What needs to be done:
Render every line of the data below as a numbered list, leaving out any blank lines.

Data supplied:
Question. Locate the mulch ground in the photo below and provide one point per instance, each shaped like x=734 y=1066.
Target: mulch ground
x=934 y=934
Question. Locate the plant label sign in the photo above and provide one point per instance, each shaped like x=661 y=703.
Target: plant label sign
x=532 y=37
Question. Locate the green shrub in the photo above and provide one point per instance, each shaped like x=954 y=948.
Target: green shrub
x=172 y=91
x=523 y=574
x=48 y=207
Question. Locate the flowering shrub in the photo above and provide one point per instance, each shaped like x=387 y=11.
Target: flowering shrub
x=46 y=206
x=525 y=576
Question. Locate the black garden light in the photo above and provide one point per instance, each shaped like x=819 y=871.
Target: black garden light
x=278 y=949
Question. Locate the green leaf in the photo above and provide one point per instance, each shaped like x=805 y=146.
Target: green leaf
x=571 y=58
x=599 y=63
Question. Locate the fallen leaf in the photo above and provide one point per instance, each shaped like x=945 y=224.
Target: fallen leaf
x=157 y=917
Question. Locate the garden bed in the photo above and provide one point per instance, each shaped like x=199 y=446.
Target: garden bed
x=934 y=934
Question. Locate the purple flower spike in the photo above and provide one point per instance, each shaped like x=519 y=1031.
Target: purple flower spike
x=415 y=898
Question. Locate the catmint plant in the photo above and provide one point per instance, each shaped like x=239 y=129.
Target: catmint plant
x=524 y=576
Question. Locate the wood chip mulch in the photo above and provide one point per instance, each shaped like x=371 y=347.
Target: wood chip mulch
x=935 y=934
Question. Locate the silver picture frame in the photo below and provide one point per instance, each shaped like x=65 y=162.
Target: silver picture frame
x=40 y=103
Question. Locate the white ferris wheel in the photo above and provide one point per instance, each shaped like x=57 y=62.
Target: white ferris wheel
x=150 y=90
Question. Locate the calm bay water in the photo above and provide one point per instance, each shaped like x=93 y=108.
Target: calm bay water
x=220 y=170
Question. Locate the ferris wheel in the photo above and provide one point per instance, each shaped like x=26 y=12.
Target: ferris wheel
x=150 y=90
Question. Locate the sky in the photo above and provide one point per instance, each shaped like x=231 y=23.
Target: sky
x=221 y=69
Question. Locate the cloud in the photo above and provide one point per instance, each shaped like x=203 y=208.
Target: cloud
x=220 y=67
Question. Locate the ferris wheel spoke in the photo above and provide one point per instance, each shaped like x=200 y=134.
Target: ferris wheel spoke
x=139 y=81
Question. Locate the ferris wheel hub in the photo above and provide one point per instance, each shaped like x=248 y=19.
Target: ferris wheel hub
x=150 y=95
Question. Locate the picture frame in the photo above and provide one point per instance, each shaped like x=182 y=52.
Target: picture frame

Exercise solution:
1. Question. Locate the mulch ground in the photo below and provide one point per instance, each shaped like x=734 y=1066.
2. Target: mulch ground
3. x=934 y=934
4. Question. Locate the plant label sign in the photo above and provide one point per instance, each shaped like x=661 y=703.
5. Target: plant label sign
6. x=532 y=37
7. Question. Locate the green shrub in the photo above and provide one point per instance, each shaped like x=954 y=948.
8. Target: green shrub
9. x=172 y=91
10. x=523 y=574
11. x=48 y=207
12. Question. Locate the flowering shrub in the photo above and provide one point per instance, each shaped like x=387 y=11.
13. Target: flowering shrub
14. x=46 y=206
15. x=525 y=576
16. Question. Locate the black garden light in the photo above and provide one point per instance, each shaped like x=819 y=871.
17. Target: black garden light
18. x=278 y=949
19. Question. Locate the green leaf in the photo above and provide one point per instance, each shaped like x=805 y=146.
20. Target: green leaf
21. x=571 y=58
22. x=599 y=63
23. Question. Locate the fallen leaf in the photo above and provide one point per instance, each shaped like x=945 y=224.
24. Target: fallen leaf
25. x=157 y=917
26. Question. Locate the garden bed in the photo above and provide one point per instance, each shaped like x=199 y=446.
27. Target: garden bed
28. x=934 y=934
29. Question. Locate the purple flower spike in the photo above and provide one point per instance, each shaped like x=519 y=1031.
30. Target: purple flower spike
31. x=415 y=898
32. Question. Locate the catmint plant in the photo above and provide one point per instance, each shaped like x=239 y=129.
33. Target: catmint plant
34. x=524 y=576
35. Question. Locate the wood chip mulch in the photo above and provide one point per instance, each shaped like x=371 y=347.
36. Target: wood chip mulch
37. x=935 y=934
38. Question. Locate the silver picture frame in the photo below and provide one point per instance, each shaped like x=65 y=162.
39. Target: silver picture frame
40. x=40 y=103
41. Question. Locate the white ferris wheel in the photo above and provide one point per instance, each shaped like x=57 y=62.
42. Target: white ferris wheel
43. x=150 y=90
44. Question. Locate the calm bay water in the photo above and provide one point per instance, each shaped like x=93 y=108.
45. Target: calm bay water
46. x=220 y=170
47. Question. Locate the ferris wheel in the photo above and provide one point per instance, each shaped like x=26 y=12.
48. Target: ferris wheel
49. x=150 y=90
50. Question. Locate the sky in the photo above and provide one point per instance, each shaped like x=231 y=23.
51. Target: sky
52. x=221 y=69
53. Question. Locate the cloud in the photo above and provide one point per instance, each shaped like x=203 y=208.
54. Target: cloud
55. x=220 y=67
56. Question. Locate the ferris wheel spoke in the photo above and provide one point per instance, each shaped like x=200 y=134.
57. Target: ferris wheel spoke
58. x=139 y=81
59. Question. Locate the ferris wheel hub in the photo above and provide one point per instance, each shaped like x=248 y=19.
60. Target: ferris wheel hub
61. x=150 y=95
62. Question. Locate the picture frame in the photo above and provide one point per instance, each shaped like x=182 y=52.
63. Target: picture frame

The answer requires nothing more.